Return only the lines starting at the line that contains "Every instance of the white sock gets" and ending at the end of the records, with "white sock" swapped for "white ankle sock" and all else unchanged.
====== RECORDS TO USE
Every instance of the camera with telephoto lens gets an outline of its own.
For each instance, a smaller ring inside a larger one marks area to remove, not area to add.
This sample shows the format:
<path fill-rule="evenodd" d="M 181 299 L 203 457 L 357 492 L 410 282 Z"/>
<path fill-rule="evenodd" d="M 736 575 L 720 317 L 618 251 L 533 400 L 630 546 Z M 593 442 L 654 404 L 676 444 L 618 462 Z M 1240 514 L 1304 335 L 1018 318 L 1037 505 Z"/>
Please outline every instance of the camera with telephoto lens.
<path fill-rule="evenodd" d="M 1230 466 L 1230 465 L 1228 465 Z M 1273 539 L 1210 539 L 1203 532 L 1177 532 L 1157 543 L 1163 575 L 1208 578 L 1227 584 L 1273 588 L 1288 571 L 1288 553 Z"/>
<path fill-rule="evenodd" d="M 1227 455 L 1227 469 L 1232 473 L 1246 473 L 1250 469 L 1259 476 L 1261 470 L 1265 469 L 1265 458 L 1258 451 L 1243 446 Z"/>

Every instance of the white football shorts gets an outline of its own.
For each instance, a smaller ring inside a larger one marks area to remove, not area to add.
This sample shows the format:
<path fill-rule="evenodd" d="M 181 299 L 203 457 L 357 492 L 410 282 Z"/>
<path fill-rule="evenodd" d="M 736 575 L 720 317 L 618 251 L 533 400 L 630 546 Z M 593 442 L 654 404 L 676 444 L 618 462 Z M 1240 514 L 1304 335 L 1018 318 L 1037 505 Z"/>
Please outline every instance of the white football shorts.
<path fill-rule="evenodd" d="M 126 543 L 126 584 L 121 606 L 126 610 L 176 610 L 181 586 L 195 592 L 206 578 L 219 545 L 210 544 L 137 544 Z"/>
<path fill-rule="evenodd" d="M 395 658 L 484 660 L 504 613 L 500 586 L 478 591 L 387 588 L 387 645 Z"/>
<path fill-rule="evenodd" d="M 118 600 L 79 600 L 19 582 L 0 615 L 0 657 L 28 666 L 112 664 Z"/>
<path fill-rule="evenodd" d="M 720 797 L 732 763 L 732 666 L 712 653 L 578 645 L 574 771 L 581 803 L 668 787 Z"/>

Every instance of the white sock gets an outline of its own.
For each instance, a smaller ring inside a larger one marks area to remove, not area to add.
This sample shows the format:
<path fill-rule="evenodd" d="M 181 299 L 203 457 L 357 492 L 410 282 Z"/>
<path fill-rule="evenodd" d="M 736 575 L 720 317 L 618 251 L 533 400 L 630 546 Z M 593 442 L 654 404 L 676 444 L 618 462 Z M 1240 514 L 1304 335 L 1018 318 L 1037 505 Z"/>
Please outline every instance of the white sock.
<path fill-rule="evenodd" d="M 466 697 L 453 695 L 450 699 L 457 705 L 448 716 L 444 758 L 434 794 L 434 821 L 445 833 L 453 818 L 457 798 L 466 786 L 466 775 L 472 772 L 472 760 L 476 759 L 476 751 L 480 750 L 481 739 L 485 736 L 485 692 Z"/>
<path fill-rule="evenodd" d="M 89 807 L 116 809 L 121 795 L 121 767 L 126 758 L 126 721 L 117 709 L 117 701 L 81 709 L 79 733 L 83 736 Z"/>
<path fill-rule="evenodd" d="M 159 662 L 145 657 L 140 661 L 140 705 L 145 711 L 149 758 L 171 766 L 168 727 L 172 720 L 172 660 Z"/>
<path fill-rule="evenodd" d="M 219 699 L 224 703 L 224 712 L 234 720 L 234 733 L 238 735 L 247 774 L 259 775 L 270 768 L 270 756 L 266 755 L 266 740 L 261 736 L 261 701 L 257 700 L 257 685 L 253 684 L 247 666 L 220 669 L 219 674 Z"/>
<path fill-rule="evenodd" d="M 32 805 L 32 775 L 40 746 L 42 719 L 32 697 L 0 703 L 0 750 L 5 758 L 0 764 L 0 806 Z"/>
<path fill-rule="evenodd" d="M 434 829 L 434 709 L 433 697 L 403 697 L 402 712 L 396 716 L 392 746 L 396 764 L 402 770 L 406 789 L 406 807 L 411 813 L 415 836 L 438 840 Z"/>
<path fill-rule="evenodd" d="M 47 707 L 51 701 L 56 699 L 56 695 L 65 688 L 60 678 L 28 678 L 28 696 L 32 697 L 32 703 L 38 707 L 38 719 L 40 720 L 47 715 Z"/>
============
SOLVED PROBLEM:
Every instance of the white ankle sock gets an outline of its own.
For each instance, a smaller ring inside a larger one marks area to remove, not area to add.
This sample shows the format:
<path fill-rule="evenodd" d="M 181 299 L 203 457 L 357 492 L 410 282 Z"/>
<path fill-rule="evenodd" d="M 736 575 L 720 317 L 618 251 L 533 400 L 630 546 Z M 593 442 L 654 404 L 676 444 L 618 462 Z M 1240 514 L 1304 335 L 1018 318 L 1037 505 Z"/>
Please outline every instance of the white ankle sock.
<path fill-rule="evenodd" d="M 466 697 L 453 695 L 450 699 L 457 705 L 448 716 L 444 758 L 434 794 L 434 821 L 445 833 L 453 818 L 457 798 L 466 786 L 466 775 L 472 772 L 472 760 L 476 759 L 476 751 L 480 750 L 481 739 L 485 736 L 485 692 Z"/>
<path fill-rule="evenodd" d="M 89 807 L 116 809 L 121 795 L 121 767 L 126 758 L 126 721 L 117 709 L 117 701 L 81 709 L 79 733 L 83 736 Z"/>
<path fill-rule="evenodd" d="M 159 662 L 145 657 L 140 661 L 140 705 L 145 711 L 149 758 L 171 766 L 168 727 L 172 720 L 172 660 Z"/>
<path fill-rule="evenodd" d="M 219 699 L 224 703 L 224 712 L 234 720 L 234 733 L 238 735 L 247 774 L 259 775 L 270 768 L 270 756 L 266 755 L 266 740 L 261 736 L 261 701 L 257 700 L 257 685 L 253 684 L 247 666 L 220 669 L 219 674 Z"/>
<path fill-rule="evenodd" d="M 32 805 L 32 775 L 40 746 L 42 719 L 32 697 L 0 703 L 0 750 L 5 758 L 0 764 L 0 806 Z"/>
<path fill-rule="evenodd" d="M 434 829 L 434 709 L 433 697 L 403 697 L 402 712 L 396 716 L 392 746 L 396 764 L 402 770 L 406 789 L 406 807 L 411 813 L 415 836 L 438 840 Z"/>
<path fill-rule="evenodd" d="M 47 707 L 51 701 L 56 699 L 56 695 L 65 688 L 60 678 L 28 678 L 28 696 L 32 697 L 32 703 L 38 707 L 38 719 L 40 720 L 47 715 Z"/>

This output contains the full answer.